Traveler?
*tulisan ini dipenuhin dengan common sense dan subjektivitas penulis*
Segala sesuatu diciptakan di dunia ini berpasang-pasangan. Kalimat itulah yang terlontar oleh guru TPA tempat saya belajar dulu pas kecil. Kalimat ini adalah tafsir dari sebuah ayat dalam sebuah kitab suci di dalam sebuah agama. Kalimat ini memberikan harapan- *uhuk* bagi para jomblowan dan jomblowati, dan sekaligus memberikan ancaman.
Pro, 0, Kontra
Harapan, karena secara ekplisit, pria pasti mempunyai pasangannya yaitu wanita (atau pria juga, atau mungkin mahluk hidup lain?) dan begitu juga sebaliknya. Tapi di sisi lain, muncul juga ancaman. Ketika sesuatu dianggap populer, maka akan ada pihak-pihak yang suka dengan hal tersebut, anggap saja namanya grupis. Tapi, di sisi lainnya, akan ada orang yang bertolak belakang dengan hal tersebut, anggap saja haters. Selalu ada dua sisi dalam setiap hal.
* * *
_Tujuan a:_ Cetak ulang seluruh cuplikan halaman di atas tanpa mengubah satu huruf pun.
Cuplikan halaman dan entri di bawahnya adalah dua bahan yang tidak saling berkaitan.

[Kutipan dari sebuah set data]
* * *
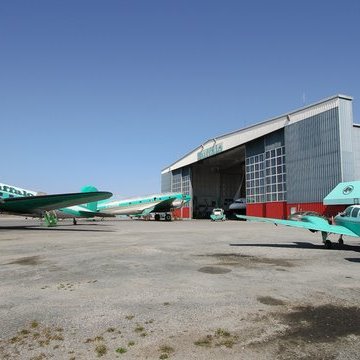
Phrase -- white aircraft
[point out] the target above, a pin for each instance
(142, 206)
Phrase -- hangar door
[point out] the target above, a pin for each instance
(217, 181)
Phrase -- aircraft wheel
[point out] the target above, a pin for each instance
(328, 244)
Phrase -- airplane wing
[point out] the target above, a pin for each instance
(314, 223)
(89, 213)
(40, 203)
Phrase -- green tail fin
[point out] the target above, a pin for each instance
(91, 206)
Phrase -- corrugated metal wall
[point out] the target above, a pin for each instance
(346, 143)
(356, 147)
(166, 182)
(313, 159)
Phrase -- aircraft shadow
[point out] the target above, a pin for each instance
(58, 228)
(304, 245)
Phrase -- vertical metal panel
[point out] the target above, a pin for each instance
(274, 140)
(313, 159)
(346, 143)
(166, 182)
(356, 148)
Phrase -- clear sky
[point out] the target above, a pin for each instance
(110, 92)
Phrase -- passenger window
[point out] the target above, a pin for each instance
(355, 212)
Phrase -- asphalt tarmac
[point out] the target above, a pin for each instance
(182, 290)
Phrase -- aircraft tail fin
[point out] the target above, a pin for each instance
(91, 206)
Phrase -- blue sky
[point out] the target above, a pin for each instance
(110, 92)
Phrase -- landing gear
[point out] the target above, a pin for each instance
(326, 241)
(328, 244)
(341, 241)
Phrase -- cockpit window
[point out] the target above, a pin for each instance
(355, 212)
(348, 211)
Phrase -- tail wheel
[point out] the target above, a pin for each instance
(328, 244)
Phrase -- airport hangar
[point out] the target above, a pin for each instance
(282, 165)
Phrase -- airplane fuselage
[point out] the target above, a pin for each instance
(350, 219)
(135, 206)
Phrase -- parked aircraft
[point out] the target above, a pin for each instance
(142, 206)
(89, 210)
(18, 201)
(345, 223)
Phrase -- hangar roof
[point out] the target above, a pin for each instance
(231, 140)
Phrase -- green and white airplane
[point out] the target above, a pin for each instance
(18, 201)
(143, 206)
(345, 223)
(89, 210)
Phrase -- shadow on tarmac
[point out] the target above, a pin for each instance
(304, 245)
(71, 228)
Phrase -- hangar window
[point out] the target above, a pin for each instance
(355, 212)
(269, 172)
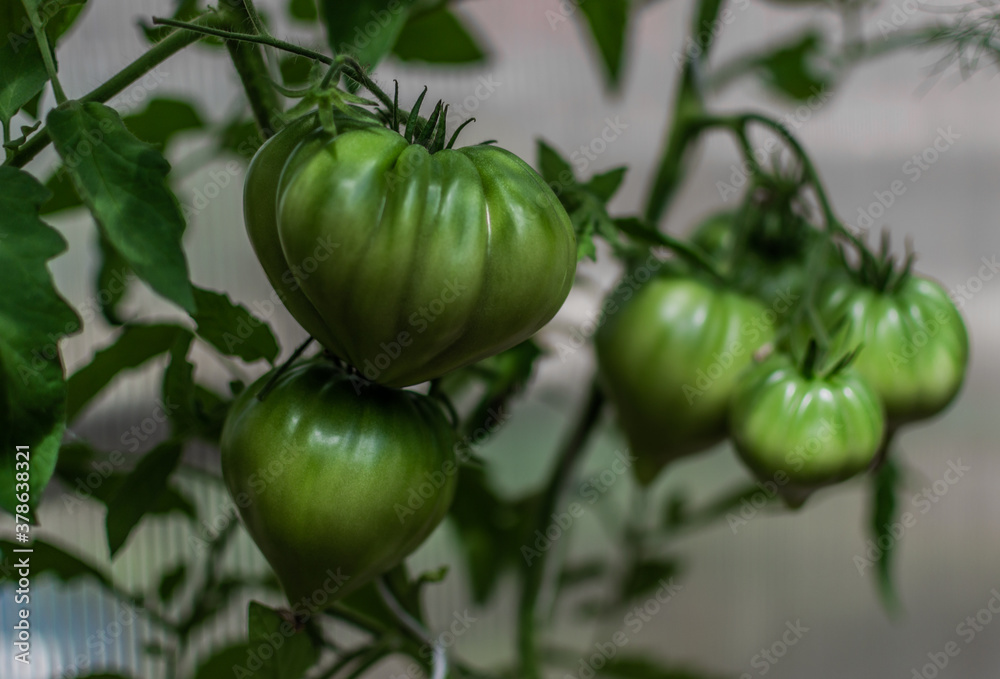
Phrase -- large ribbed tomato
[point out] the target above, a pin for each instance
(336, 486)
(410, 263)
(669, 355)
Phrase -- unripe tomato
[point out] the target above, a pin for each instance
(332, 483)
(916, 347)
(815, 430)
(414, 264)
(669, 355)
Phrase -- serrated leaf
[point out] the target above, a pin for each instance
(47, 558)
(792, 69)
(140, 492)
(113, 279)
(292, 657)
(366, 29)
(33, 318)
(437, 36)
(303, 10)
(607, 21)
(135, 345)
(23, 74)
(123, 181)
(232, 329)
(170, 581)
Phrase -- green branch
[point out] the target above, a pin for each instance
(535, 575)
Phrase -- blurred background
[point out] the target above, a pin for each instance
(741, 586)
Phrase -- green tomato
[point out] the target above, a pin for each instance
(669, 355)
(408, 264)
(334, 482)
(915, 347)
(803, 432)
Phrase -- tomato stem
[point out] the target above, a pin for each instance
(534, 576)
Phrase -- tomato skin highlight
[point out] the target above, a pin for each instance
(816, 430)
(915, 344)
(408, 264)
(670, 357)
(329, 480)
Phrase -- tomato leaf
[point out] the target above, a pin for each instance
(135, 345)
(303, 10)
(794, 70)
(47, 558)
(33, 318)
(123, 182)
(607, 22)
(23, 74)
(140, 492)
(170, 581)
(366, 29)
(232, 329)
(292, 656)
(438, 36)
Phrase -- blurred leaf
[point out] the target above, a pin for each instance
(607, 21)
(886, 485)
(33, 318)
(123, 182)
(135, 345)
(162, 119)
(141, 491)
(292, 656)
(223, 662)
(170, 582)
(232, 329)
(439, 37)
(47, 558)
(303, 10)
(792, 69)
(366, 29)
(647, 575)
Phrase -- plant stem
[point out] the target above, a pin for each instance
(534, 576)
(156, 55)
(38, 27)
(249, 63)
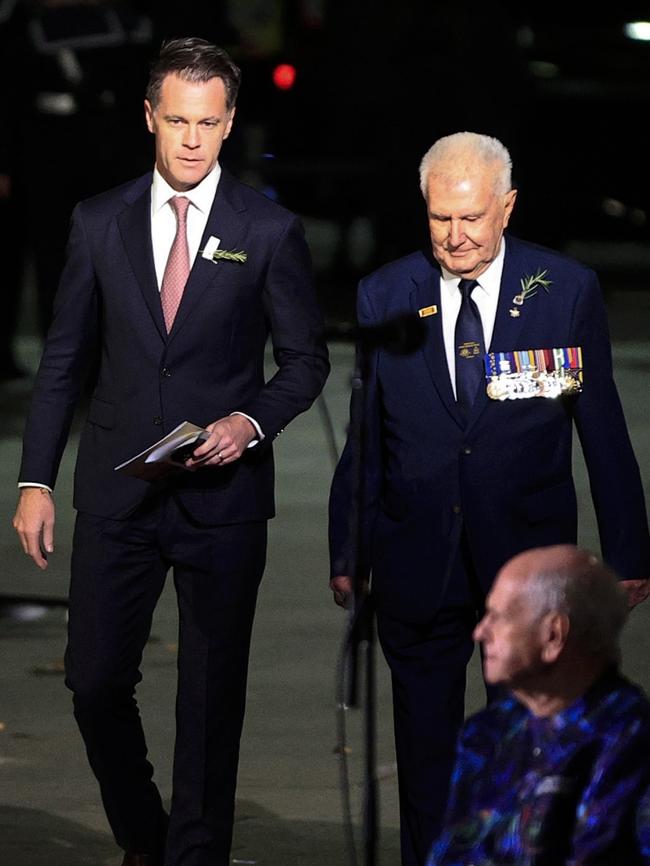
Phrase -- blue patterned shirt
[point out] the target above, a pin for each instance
(569, 790)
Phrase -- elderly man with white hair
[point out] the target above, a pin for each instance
(552, 773)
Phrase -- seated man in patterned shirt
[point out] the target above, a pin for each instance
(552, 774)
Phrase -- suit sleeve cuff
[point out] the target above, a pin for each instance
(257, 427)
(22, 484)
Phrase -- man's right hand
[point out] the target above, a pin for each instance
(34, 523)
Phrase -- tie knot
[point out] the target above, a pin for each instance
(467, 287)
(180, 203)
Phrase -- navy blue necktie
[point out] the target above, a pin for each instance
(468, 343)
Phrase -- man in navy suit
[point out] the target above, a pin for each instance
(201, 362)
(457, 483)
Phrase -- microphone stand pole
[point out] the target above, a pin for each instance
(361, 651)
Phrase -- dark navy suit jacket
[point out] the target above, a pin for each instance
(210, 364)
(506, 477)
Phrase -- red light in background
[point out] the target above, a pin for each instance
(284, 76)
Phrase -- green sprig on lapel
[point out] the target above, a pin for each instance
(529, 286)
(229, 256)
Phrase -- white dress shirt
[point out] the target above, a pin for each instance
(486, 298)
(163, 218)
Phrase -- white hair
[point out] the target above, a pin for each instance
(483, 148)
(587, 592)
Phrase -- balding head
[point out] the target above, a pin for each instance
(576, 583)
(552, 610)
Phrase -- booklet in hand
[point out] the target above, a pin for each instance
(166, 456)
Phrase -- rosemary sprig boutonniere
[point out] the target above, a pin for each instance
(229, 256)
(529, 287)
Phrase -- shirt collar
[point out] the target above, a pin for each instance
(201, 196)
(490, 279)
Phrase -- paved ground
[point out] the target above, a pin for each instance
(289, 811)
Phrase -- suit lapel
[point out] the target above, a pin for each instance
(426, 294)
(135, 227)
(226, 222)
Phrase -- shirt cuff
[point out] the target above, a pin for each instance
(34, 484)
(257, 427)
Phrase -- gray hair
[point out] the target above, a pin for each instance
(193, 60)
(576, 583)
(483, 148)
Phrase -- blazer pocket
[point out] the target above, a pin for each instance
(101, 413)
(551, 501)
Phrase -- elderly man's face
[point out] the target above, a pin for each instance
(466, 218)
(510, 634)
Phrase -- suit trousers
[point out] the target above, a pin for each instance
(118, 573)
(428, 662)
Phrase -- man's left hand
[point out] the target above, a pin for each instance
(229, 438)
(637, 591)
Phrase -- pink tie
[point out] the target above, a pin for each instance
(177, 268)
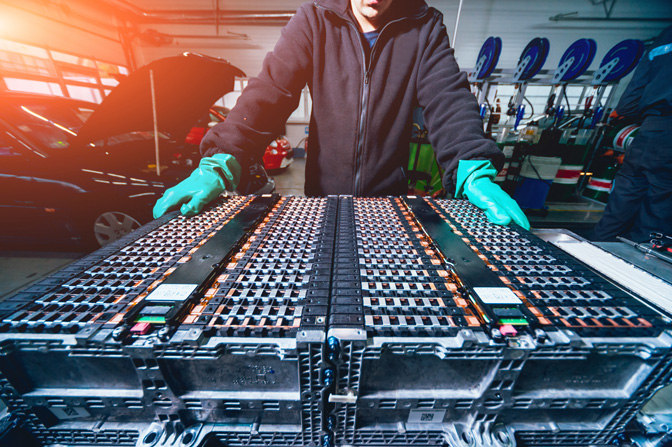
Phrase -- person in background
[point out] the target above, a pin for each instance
(367, 64)
(641, 200)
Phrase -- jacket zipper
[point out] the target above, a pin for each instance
(365, 91)
(365, 99)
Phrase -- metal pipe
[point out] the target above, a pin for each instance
(457, 23)
(562, 17)
(156, 123)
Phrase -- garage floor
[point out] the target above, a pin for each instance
(19, 269)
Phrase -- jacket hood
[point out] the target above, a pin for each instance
(399, 8)
(185, 86)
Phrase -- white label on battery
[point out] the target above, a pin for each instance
(70, 412)
(508, 151)
(426, 416)
(497, 295)
(172, 292)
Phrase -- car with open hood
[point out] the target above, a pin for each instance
(77, 174)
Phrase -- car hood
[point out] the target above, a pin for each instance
(185, 86)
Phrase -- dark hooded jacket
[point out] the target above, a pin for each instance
(360, 125)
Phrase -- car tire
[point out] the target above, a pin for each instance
(109, 226)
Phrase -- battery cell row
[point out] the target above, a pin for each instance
(267, 283)
(101, 291)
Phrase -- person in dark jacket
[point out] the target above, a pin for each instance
(367, 63)
(641, 201)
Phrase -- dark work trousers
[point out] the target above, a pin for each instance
(641, 201)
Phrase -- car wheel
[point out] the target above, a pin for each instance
(112, 225)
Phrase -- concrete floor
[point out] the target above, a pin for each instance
(19, 269)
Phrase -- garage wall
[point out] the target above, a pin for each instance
(515, 21)
(518, 22)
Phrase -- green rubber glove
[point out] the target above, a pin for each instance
(474, 181)
(213, 175)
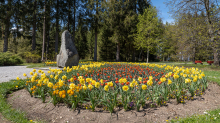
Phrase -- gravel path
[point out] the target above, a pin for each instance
(12, 72)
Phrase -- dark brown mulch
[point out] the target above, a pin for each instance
(37, 110)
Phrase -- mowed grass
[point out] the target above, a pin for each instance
(212, 73)
(6, 110)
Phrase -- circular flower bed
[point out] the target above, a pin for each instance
(111, 85)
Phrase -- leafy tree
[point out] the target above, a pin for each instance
(147, 30)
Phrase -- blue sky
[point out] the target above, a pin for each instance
(163, 10)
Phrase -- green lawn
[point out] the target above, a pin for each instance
(212, 73)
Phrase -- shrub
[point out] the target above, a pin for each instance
(8, 58)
* * *
_Tujuan b:_ Temukan setiap baris entri di atas yang memuat kata "sprig", dengan membedakan huruf besar dan huruf kecil, lalu salin baris-baris itu.

_Jawaban a:_
Traveler?
*tulisan ini dipenuhin dengan common sense dan subjektivitas penulis*
Segala sesuatu diciptakan di dunia ini berpasang-pasangan. Kalimat itulah yang terlontar oleh guru TPA tempat saya belajar dulu pas kecil. Kalimat ini adalah tafsir dari sebuah ayat dalam sebuah kitab suci di dalam sebuah agama. Kalimat ini memberikan harapan- *uhuk* bagi para jomblowan dan jomblowati, dan sekaligus memberikan ancaman.
Pro, 0, Kontra
Harapan, karena secara ekplisit, pria pasti mempunyai pasangannya yaitu wanita (atau pria juga, atau mungkin mahluk hidup lain?) dan begitu juga sebaliknya. Tapi di sisi lain, muncul juga ancaman. Ketika sesuatu dianggap populer, maka akan ada pihak-pihak yang suka dengan hal tersebut, anggap saja namanya grupis. Tapi, di sisi lainnya, akan ada orang yang bertolak belakang dengan hal tersebut, anggap saja haters. Selalu ada dua sisi dalam setiap hal.

_Jawaban b:_
Phrase -- green sprig on lapel
Phrase -- rosemary sprig boutonniere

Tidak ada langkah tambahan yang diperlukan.